= Exercise details =
Find how many lines below hold "face", and give that number as the entire answer.

Point-per-instance localization data
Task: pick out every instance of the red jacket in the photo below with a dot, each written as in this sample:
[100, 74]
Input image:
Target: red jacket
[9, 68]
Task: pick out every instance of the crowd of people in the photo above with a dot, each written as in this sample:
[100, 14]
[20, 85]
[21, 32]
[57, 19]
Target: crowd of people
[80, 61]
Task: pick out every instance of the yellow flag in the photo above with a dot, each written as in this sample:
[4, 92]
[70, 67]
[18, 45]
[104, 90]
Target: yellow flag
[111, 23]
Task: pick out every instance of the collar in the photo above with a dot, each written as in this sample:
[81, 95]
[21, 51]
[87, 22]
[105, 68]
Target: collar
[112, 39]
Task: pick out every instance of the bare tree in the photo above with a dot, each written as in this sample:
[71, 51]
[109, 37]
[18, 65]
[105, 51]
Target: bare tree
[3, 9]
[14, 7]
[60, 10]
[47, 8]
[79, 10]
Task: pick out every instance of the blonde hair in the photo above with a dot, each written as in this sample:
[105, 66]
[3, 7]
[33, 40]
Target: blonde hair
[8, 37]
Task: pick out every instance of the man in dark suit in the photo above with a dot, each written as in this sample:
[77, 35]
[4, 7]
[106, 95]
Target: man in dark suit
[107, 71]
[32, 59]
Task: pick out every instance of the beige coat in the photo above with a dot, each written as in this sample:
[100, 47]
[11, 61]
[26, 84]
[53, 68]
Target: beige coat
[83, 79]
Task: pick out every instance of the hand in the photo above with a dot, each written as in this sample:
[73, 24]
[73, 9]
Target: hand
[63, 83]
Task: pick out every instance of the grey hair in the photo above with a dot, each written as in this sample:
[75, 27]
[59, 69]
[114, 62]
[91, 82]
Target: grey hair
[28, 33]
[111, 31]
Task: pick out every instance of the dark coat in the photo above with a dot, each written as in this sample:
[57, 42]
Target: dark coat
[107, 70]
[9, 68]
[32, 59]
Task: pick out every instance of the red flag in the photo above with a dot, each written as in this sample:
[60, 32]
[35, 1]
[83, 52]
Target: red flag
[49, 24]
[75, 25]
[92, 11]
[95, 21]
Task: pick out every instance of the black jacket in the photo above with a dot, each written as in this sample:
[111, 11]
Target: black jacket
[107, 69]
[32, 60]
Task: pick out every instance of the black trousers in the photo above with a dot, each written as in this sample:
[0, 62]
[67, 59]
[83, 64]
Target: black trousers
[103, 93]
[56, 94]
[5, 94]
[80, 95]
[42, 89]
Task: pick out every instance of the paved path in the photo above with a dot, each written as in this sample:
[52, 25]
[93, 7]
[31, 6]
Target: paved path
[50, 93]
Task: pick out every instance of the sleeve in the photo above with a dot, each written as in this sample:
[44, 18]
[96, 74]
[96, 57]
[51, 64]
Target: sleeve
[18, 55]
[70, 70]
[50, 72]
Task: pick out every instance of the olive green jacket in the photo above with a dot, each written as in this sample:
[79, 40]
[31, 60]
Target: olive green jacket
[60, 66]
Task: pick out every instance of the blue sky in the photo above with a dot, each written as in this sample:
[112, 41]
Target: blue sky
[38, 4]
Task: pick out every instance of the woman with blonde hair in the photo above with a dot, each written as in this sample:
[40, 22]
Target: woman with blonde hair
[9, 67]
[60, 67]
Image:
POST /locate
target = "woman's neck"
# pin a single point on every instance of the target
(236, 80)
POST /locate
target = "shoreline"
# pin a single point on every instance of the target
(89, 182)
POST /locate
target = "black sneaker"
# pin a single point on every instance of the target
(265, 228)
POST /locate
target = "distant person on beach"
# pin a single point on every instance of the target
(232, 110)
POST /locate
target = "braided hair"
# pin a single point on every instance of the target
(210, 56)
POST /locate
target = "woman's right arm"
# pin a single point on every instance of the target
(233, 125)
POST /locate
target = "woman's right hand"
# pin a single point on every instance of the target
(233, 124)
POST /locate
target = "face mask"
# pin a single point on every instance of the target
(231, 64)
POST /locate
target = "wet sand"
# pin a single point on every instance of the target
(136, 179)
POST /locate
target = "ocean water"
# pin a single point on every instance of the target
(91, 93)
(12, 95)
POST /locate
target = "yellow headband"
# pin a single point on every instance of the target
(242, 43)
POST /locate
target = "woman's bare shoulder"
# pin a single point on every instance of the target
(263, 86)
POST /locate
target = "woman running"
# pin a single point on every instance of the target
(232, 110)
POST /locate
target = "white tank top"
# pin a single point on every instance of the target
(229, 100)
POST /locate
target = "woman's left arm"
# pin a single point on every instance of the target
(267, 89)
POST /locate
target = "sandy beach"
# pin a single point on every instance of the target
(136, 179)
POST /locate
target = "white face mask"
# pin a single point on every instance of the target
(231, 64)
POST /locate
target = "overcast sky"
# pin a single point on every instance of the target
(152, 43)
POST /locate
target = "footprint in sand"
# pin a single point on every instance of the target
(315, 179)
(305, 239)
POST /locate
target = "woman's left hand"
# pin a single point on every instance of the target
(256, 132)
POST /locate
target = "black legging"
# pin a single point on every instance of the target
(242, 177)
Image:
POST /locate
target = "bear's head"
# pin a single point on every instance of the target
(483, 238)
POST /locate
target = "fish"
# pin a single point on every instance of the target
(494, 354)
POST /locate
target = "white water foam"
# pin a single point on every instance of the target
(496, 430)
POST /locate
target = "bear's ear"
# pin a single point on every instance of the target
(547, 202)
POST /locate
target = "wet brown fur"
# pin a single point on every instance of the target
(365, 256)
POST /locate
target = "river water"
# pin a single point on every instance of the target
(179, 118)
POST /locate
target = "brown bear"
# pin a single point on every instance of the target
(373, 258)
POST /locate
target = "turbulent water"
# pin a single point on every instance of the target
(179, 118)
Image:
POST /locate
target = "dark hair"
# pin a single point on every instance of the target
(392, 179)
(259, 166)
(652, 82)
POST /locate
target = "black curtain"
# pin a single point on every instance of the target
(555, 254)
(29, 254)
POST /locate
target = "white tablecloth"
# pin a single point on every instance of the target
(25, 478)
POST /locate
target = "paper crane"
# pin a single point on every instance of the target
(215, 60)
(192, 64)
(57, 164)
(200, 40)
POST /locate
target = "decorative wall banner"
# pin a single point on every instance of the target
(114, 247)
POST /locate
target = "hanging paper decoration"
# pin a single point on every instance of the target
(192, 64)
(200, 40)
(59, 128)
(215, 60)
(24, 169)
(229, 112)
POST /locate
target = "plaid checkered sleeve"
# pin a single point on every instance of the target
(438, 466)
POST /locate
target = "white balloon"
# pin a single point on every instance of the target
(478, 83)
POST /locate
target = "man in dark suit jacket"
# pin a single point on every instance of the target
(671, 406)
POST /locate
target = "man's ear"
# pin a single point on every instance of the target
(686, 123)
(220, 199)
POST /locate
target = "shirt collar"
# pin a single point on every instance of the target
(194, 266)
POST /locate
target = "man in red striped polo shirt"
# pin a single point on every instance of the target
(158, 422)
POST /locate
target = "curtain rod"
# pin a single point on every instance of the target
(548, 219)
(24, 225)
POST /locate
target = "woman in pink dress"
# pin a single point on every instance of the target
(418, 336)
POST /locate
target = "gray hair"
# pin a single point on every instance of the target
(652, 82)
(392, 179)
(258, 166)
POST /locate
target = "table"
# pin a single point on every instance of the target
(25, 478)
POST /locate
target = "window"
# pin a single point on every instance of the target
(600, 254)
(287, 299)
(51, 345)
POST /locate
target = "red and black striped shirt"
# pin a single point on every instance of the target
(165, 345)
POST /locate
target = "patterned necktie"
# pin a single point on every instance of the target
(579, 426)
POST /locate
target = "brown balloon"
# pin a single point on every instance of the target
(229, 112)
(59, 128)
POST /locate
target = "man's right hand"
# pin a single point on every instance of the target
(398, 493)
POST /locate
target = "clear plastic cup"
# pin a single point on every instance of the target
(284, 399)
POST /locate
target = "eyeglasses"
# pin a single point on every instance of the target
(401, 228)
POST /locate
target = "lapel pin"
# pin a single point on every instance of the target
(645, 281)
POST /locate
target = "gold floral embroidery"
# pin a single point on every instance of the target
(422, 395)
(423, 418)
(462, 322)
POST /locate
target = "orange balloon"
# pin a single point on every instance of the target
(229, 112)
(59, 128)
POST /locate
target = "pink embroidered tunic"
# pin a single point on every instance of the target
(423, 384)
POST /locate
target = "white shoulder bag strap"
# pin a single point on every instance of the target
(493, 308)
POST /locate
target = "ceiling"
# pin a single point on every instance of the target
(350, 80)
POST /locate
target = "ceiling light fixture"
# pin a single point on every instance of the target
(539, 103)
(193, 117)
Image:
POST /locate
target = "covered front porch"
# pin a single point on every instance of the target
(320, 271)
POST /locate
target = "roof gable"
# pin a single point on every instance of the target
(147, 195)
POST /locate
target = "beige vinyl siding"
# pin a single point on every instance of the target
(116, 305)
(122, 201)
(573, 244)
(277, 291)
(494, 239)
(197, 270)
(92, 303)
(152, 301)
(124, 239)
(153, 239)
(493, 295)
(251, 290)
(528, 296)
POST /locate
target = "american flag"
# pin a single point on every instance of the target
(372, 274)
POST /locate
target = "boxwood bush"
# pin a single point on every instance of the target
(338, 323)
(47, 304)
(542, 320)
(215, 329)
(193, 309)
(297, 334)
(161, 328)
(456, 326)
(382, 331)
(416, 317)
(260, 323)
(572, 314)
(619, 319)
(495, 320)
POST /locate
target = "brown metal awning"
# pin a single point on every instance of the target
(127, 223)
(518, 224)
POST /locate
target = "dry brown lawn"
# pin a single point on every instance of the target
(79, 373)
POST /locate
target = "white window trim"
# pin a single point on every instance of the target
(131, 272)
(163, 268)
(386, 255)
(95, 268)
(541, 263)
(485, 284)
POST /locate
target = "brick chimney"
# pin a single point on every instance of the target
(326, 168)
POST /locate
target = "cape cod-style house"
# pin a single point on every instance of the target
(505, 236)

= Written answer =
2